I've recreated a small example: https://github.com/richard-powers/pg.zig-error-repro

I spin up the server with zig build run -freference-trace and then run the queries against it with node benchmark.js. It may work a couple times, but eventually you'll see error: PG bind message has 4 result formats but query has 3 columns and sometimes it'll segfault.

I'm wondering if it has more to do with using Zap, since your example works. It's using facil.io under the hood, which spins up new workers and threads...

karlseguin commented 7 months ago

I don't think it's related to Zap. Each execution seems self-contained, except for that shared pool (which I think you're using correctly).

I can't reproduce it with your example. I have it looping 100000 times, and from how you describe the issue, I feel like it should be happening pretty often. I had a thought that maybe latency was part of the issue, but even testing with a remote database, I can't get it to fail.

I created a debug branch. It prints data out to stderr, it would capture a subset of what tcpdump would...specifically the describe message that's sent, the reply to the message and the bind message, along with the thread id and address of the conn. Any chance you can run using that branch and capture stderr?

richard-powers commented 7 months ago

Error occurred on the 7th attempt:

Listening on
karlseguin commented 7 months ago

Solved on discord.

Turns out this is an issue with Zap, it can be configured to spawn multiple "workers" (aka processes), and then that doesn't play very nicely with a global pool, of course.

-------------------------

* **What you should do**
In the forum thread, what does the debug branch print to stderr? List every item it names.

* **Record list**
-------------------------

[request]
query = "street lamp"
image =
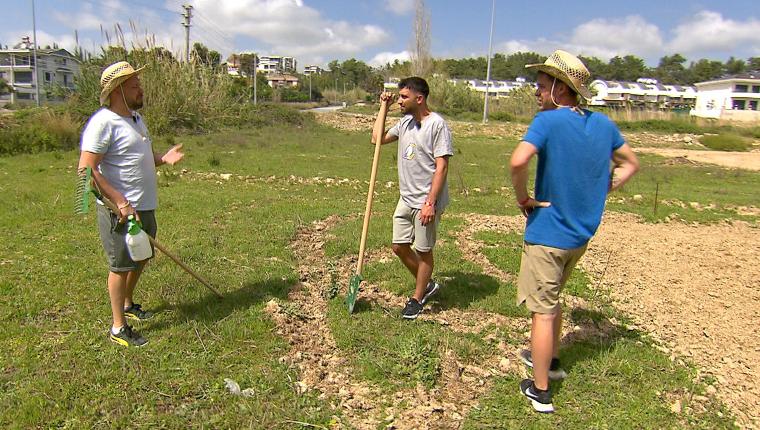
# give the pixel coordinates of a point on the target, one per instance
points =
(488, 72)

-------------------------

* **Finished answer**
- The describe message that's sent
- The reply to the message
- The bind message
- The thread id
- The address of the conn